Restate the entries below verbatim.

Data under study =>
........
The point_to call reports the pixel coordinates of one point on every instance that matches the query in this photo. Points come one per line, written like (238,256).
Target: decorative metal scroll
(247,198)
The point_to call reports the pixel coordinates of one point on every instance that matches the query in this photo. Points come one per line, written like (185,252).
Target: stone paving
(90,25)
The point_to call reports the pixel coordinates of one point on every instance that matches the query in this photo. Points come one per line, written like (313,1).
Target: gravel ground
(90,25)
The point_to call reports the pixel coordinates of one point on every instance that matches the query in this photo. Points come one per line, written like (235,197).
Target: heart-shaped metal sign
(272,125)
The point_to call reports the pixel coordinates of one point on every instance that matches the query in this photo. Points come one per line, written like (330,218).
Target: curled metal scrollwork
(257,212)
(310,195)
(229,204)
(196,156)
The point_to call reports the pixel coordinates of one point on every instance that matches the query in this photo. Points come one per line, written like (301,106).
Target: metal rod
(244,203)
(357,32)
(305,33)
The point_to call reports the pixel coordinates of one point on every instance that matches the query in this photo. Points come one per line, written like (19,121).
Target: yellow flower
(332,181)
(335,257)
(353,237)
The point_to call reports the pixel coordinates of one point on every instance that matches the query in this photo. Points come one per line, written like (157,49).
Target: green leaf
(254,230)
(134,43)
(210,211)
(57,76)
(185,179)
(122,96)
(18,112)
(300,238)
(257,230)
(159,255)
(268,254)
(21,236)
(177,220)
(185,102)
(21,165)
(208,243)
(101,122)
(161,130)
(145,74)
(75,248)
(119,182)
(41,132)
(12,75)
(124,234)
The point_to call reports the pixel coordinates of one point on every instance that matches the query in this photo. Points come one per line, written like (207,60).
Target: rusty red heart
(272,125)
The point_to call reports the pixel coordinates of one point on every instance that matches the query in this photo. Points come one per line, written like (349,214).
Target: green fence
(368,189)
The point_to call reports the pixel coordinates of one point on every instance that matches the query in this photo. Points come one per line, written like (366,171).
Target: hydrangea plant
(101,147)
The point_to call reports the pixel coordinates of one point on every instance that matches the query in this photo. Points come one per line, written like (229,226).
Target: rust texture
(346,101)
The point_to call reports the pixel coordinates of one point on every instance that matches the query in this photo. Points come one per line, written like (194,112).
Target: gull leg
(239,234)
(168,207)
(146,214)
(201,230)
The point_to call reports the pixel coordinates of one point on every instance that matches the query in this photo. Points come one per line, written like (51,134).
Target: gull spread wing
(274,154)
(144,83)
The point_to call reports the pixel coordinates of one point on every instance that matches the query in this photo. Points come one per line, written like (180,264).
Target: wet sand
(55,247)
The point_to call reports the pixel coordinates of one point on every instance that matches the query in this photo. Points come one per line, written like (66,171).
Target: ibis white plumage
........
Exercise result =>
The point_to call reports the pixel coordinates of one point on every instance that matches the query in this photo. Points come one per line, written like (238,256).
Target: decorative metal scroll
(247,198)
The point_to call reports the pixel coordinates of one point on every instance that matches the query in this photo. Points come one per line, written like (185,252).
Target: stone paving
(90,25)
The point_to call reports the pixel coordinates of one point on every instance that matches the query in this photo. Points come one per line, written like (313,1).
Target: gravel ground
(90,25)
The point_to call reports the pixel coordinates of one point on every instance that matches the query in this photo. Points come one per line, written like (235,197).
Target: heart-shaped metal sign
(272,125)
The point_to call reports the pixel coordinates of one point on every instance that matches the query in this photo. Points come one per line, written like (330,218).
Target: curled metal scrollwork
(257,212)
(310,195)
(229,204)
(196,156)
The point_to call reports the pixel coordinates of one point on every instance that matches the query in this photo. Points come one per line, written like (301,106).
Target: metal rod
(244,203)
(357,32)
(305,33)
The point_to call reports the pixel coordinates of one point on every instance that matches the query in this photo. Points come one per line, written like (19,121).
Target: yellow flower
(332,181)
(335,257)
(353,237)
The point_to call reports the pixel coordinates of one point on every instance that matches the query in this photo. Points come one per line, written like (157,49).
Target: green leaf
(254,230)
(134,43)
(210,211)
(57,76)
(185,179)
(122,96)
(18,112)
(300,238)
(257,230)
(159,255)
(268,254)
(21,236)
(177,220)
(185,102)
(21,165)
(208,243)
(101,122)
(161,130)
(145,74)
(75,248)
(119,182)
(41,132)
(12,75)
(124,234)
The point_to call reports the pixel coordinates of one point on every instance that matches the query in this photo. Points come one per line, written like (207,60).
Target: rusty red heart
(272,125)
The point_to call reports the pixel coordinates of one point on every instance that matches the query in this photo. Points come one per line, written like (349,214).
Target: green fence
(368,189)
The point_to call reports the pixel coordinates of one point on every instance that matches the query in this photo. Points come one per line, written like (366,171).
Target: hydrangea plant
(101,147)
The point_to call reports the pixel coordinates of one point on every instance that matches the query in this photo. Points come one per line, written like (229,226).
Target: rust texture
(346,101)
The point_to call reports the pixel coordinates of one point on every instance that matches the query in this photo. Points come one per line, written like (194,112).
Target: gull leg
(239,234)
(168,207)
(146,214)
(201,230)
The point_to call reports the pixel coordinates of one point on every instance that matches the query in this photo. Points come one per line, written like (51,134).
Target: gull spread wing
(274,154)
(144,83)
The point_to call reports the pixel coordinates of one point on every instance that matches the query in this photo. Points come one per line, written like (180,264).
Target: wet sand
(55,247)
The point_to call reports the pixel coordinates of one point on every instance that matches the query in this photo. Points come one per line, written like (66,171).
Target: ibis white plumage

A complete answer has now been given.